━━ EXCERPTED PASSAGE ━━

For integer arithmetic, the values should also be equal (ie overflow the same way). For floating point, they could differ because of floating point error.

This seems somewhat harsh, as you are likely to get nonsensical results with overflow. The advantage is consistency and type-stability. There could be a sum(T, x) signature that is equivalent to reduce(+, zero(T), x) for widening on demand.

The other choice is to rely on the implementation to choose the “right” kind of widening. There is no general rule that would satisfy every application, and it will either overshoot, lead to overflow anyway for some cases, or be type unstable if it tries something clever in between.

About 1., the promotion rule for reduce(+ is not the same as for simply +, it has some fairly complex rules on how to determine the result type. I wonder if that should be made visible, and specialized more for certain operators. For example, while it makes sense for + or * to use a different type to accumulate a result, for things like &, |, and xor, no widening is needed (or really desired).
About 2., empty arrays currently throw an error, I think that’s more consistent than returning a NaN for mean just for those types that have a NaN.

━━━
━━ STORED DATA ━━

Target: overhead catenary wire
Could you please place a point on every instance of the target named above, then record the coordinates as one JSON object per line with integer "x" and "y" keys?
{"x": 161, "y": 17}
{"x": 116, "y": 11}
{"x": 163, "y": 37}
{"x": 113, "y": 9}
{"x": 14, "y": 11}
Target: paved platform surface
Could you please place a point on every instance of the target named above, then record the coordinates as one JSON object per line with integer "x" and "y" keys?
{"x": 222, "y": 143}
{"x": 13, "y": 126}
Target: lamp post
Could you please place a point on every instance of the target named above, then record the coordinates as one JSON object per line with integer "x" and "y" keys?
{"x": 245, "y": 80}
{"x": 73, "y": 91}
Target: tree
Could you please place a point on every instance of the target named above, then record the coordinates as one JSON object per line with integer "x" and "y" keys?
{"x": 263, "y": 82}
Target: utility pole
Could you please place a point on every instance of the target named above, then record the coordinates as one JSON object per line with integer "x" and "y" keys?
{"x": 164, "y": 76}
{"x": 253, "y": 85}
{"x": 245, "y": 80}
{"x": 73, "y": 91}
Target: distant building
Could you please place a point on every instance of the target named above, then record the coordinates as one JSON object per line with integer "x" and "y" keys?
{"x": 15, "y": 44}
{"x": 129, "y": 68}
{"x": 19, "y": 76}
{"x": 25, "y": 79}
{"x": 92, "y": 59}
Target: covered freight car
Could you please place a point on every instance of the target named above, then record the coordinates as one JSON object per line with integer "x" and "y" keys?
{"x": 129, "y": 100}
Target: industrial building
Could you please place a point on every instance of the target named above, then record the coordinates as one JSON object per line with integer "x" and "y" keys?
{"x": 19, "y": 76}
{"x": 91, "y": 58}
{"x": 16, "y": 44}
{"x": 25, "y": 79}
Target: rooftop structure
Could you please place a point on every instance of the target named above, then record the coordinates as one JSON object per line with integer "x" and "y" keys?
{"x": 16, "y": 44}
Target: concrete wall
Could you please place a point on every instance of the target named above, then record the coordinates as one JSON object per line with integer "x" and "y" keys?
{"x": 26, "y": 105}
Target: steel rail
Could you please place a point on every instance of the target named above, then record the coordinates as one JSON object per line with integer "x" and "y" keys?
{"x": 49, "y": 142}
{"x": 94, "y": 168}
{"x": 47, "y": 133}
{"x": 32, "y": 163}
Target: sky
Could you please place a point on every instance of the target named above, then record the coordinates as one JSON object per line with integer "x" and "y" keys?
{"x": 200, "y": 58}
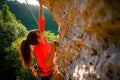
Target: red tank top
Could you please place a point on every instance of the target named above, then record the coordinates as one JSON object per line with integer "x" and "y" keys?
{"x": 42, "y": 51}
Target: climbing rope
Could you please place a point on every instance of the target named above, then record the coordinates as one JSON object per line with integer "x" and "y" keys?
{"x": 31, "y": 12}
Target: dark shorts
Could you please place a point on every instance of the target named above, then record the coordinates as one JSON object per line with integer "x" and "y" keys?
{"x": 45, "y": 78}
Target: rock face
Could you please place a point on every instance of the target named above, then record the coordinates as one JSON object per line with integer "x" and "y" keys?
{"x": 89, "y": 36}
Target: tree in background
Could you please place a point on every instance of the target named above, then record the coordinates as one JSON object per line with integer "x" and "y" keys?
{"x": 10, "y": 30}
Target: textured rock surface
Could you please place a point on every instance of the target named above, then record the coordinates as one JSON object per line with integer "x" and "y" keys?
{"x": 89, "y": 36}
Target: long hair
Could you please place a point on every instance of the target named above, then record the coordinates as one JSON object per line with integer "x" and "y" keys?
{"x": 25, "y": 49}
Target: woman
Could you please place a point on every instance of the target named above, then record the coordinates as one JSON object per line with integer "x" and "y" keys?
{"x": 43, "y": 50}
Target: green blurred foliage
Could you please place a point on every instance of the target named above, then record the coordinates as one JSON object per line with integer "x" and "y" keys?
{"x": 12, "y": 32}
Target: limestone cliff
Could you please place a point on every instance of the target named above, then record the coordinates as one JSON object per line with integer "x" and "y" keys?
{"x": 89, "y": 36}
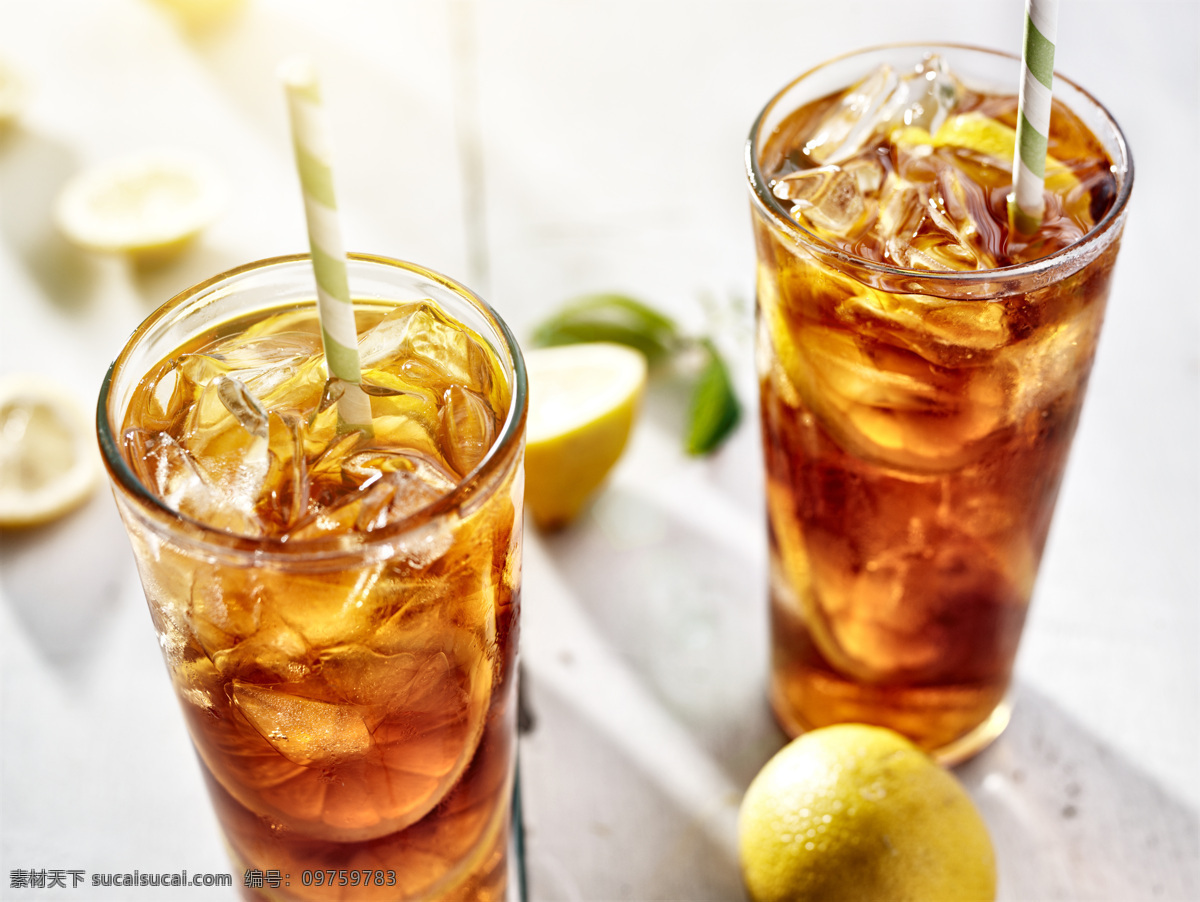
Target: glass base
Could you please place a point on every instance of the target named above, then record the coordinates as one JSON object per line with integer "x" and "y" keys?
{"x": 949, "y": 755}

━━━

▶ PROBLEMS TO WORK ON:
1. Answer these questions about the excerpt on reduce and widening:
(a) What call would a sum(T, x) signature be equivalent to?
(b) Which operators does the excerpt say need no widening?
(c) What do empty arrays currently do?
2. Echo everything in the excerpt on reduce and widening from "This seems somewhat" down to "clever in between.".

▶ THE RESULTS:
1.
(a) reduce(+, zero(T), x)
(b) &, |, and xor
(c) They throw an error.

2.
This seems somewhat harsh, as you are likely to get nonsensical results with overflow. The advantage is consistency and type-stability. There could be a sum(T, x) signature that is equivalent to reduce(+, zero(T), x) for widening on demand.

The other choice is to rely on the implementation to choose the “right” kind of widening. There is no general rule that would satisfy every application, and it will either overshoot, lead to overflow anyway for some cases, or be type unstable if it tries something clever in between.